▸ **MODE OPÉRATOIRE**: Recopiez à l'identique le passage de l'extrait fourni qui commence aux mots « 95      En outre, il » et s'arrête après « suffisance de droit. ».

──────── EXTRAIT FOURNI

95      En outre, il ne ressort d’aucun élément du dossier que le retrait de la carte de service du requérant ait été intentionnel ni qu’il ait pu constituer un acte de pression et d’intimidation, comme le fait valoir le requérant. Ainsi, le requérant n’est pas parvenu à priver de plausibilité l’allégation de la Commission selon laquelle les agents de sécurité ont agi uniquement sur la base de la décision du 14 septembre 2020, qui prévoyait notamment le retrait de sa carte de service, car ils ignoraient l’adoption de la nouvelle décision du 6 novembre 2020, intervenue entre-temps.

96      Dans ces conditions, il y a lieu de considérer que l’allégation du requérant selon laquelle les dommages causés à sa santé mentale et à sa réputation par l’indicent du 11 septembre 2020 auraient été aggravés par l’incident du 12 novembre 2020 n’est pas établie à suffisance de droit.

97      S’agissant, enfin, des allégations du requérant selon lesquelles le fait d’avoir été escorté par des agents de sécurité à son rendez-vous médical, puis vers la sortie du bâtiment, aurait été constitutif d’une « humiliation publique » et d’une atteinte à sa réputation professionnelle, il convient de relever, tout d’abord, que, ainsi que le fait valoir la Commission, sans avoir été contredite par le requérant sur ce point, l’accompagnement du requérant par lesdits agents s’est fait discrètement et sans contact physique.

────────────────
──────── DONNÉES FOURNIES

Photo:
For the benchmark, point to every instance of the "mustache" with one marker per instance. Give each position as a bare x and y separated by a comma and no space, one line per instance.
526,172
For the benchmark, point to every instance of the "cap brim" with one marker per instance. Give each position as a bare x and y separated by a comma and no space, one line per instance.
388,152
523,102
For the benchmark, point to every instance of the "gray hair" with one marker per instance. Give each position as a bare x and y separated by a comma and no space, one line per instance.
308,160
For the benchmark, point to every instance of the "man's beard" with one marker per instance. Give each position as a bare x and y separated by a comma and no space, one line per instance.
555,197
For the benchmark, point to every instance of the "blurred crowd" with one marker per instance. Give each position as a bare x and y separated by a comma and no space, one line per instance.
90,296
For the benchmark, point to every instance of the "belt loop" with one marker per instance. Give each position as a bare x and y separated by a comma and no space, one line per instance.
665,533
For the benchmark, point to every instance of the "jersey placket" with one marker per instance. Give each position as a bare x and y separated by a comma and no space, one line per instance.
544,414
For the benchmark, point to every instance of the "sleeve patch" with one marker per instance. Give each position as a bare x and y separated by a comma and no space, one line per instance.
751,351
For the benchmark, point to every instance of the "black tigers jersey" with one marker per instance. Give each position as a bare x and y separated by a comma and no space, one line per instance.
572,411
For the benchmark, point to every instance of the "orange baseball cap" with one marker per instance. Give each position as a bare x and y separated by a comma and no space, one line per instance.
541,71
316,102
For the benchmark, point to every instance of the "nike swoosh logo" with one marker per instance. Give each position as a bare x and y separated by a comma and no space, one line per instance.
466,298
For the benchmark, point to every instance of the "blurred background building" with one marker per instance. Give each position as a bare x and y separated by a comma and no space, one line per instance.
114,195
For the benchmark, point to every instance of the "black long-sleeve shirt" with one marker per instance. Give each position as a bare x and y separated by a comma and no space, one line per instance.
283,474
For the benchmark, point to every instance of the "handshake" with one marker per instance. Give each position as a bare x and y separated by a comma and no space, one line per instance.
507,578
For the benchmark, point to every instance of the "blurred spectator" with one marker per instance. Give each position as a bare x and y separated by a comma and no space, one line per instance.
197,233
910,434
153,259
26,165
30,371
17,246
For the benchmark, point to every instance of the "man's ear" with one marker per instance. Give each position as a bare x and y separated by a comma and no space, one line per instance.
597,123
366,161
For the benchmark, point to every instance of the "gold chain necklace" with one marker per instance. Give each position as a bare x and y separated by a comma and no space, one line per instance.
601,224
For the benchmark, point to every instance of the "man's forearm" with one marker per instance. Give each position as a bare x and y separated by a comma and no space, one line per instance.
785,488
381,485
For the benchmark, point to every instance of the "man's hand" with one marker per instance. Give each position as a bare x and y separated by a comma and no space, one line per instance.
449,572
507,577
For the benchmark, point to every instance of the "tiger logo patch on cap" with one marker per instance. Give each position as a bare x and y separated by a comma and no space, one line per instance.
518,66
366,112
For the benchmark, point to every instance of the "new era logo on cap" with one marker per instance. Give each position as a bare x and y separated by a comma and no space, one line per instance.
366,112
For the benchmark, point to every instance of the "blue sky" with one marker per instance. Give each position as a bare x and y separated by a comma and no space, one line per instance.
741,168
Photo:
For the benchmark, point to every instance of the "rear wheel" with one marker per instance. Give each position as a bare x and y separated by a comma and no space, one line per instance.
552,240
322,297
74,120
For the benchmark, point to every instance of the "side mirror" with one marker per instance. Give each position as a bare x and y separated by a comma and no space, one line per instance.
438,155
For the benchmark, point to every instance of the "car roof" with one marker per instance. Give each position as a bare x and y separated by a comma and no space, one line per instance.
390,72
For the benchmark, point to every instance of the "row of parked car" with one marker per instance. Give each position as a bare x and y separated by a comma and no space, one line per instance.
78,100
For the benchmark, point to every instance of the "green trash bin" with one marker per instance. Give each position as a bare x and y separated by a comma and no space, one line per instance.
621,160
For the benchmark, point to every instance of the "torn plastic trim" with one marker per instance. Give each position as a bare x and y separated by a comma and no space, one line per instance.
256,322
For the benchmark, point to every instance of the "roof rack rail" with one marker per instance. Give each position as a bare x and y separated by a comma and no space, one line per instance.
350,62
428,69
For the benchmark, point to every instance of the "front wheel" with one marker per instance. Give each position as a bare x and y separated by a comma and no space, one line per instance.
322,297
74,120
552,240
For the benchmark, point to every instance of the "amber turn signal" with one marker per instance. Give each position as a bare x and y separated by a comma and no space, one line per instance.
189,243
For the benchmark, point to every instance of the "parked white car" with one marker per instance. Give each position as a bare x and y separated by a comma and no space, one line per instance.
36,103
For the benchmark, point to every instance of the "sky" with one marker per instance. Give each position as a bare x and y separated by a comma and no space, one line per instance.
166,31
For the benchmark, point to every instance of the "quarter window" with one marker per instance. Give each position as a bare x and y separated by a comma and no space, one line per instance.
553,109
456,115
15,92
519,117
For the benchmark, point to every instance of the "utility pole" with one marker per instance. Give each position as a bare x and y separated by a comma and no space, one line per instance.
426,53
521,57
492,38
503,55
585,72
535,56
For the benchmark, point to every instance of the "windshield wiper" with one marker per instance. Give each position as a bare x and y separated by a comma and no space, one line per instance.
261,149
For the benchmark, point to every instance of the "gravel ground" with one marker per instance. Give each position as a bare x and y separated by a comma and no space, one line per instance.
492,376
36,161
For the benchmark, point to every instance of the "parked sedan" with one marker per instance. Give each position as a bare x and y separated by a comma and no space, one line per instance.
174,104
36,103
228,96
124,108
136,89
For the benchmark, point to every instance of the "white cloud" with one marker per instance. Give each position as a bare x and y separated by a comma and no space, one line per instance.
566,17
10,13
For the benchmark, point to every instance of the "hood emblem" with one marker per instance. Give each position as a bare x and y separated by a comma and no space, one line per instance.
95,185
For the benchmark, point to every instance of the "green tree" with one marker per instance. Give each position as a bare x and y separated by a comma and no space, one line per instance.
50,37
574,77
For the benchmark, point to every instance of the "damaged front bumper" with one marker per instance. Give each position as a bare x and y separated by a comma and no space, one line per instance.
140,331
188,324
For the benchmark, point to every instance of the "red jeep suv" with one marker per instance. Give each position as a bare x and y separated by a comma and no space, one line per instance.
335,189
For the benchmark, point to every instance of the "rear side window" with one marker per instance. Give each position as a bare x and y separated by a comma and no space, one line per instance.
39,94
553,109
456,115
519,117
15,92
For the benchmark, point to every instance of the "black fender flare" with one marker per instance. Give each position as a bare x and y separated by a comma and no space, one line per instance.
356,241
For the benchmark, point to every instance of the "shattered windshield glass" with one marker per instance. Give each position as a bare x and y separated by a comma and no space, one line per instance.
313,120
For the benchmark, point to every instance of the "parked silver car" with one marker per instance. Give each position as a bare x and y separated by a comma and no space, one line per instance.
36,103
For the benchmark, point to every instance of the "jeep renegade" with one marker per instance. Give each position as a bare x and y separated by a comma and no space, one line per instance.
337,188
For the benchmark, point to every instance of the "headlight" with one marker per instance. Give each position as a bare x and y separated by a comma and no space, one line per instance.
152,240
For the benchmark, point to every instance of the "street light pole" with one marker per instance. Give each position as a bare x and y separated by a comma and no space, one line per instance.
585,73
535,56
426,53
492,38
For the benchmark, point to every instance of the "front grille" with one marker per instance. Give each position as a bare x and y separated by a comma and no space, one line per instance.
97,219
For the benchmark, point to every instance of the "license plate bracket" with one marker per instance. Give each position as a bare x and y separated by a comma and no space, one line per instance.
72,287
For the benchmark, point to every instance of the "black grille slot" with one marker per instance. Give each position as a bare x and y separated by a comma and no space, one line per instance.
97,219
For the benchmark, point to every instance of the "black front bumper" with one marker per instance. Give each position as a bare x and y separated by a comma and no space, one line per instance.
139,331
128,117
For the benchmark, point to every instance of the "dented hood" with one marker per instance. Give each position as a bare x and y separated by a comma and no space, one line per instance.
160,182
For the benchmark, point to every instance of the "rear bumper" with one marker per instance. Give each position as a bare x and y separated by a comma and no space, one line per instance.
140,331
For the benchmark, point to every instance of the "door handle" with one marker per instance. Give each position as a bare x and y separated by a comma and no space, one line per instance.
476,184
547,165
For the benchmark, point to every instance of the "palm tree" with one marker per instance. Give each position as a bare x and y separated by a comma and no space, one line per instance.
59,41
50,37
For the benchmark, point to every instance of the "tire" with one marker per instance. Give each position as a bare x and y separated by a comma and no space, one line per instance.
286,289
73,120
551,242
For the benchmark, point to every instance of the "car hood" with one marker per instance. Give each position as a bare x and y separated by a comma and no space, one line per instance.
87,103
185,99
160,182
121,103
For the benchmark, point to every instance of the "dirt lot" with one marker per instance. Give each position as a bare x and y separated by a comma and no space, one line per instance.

────────────────

▸ **CORRIGÉ**:
95      En outre, il ne ressort d’aucun élément du dossier que le retrait de la carte de service du requérant ait été intentionnel ni qu’il ait pu constituer un acte de pression et d’intimidation, comme le fait valoir le requérant. Ainsi, le requérant n’est pas parvenu à priver de plausibilité l’allégation de la Commission selon laquelle les agents de sécurité ont agi uniquement sur la base de la décision du 14 septembre 2020, qui prévoyait notamment le retrait de sa carte de service, car ils ignoraient l’adoption de la nouvelle décision du 6 novembre 2020, intervenue entre-temps.

96      Dans ces conditions, il y a lieu de considérer que l’allégation du requérant selon laquelle les dommages causés à sa santé mentale et à sa réputation par l’indicent du 11 septembre 2020 auraient été aggravés par l’incident du 12 novembre 2020 n’est pas établie à suffisance de droit.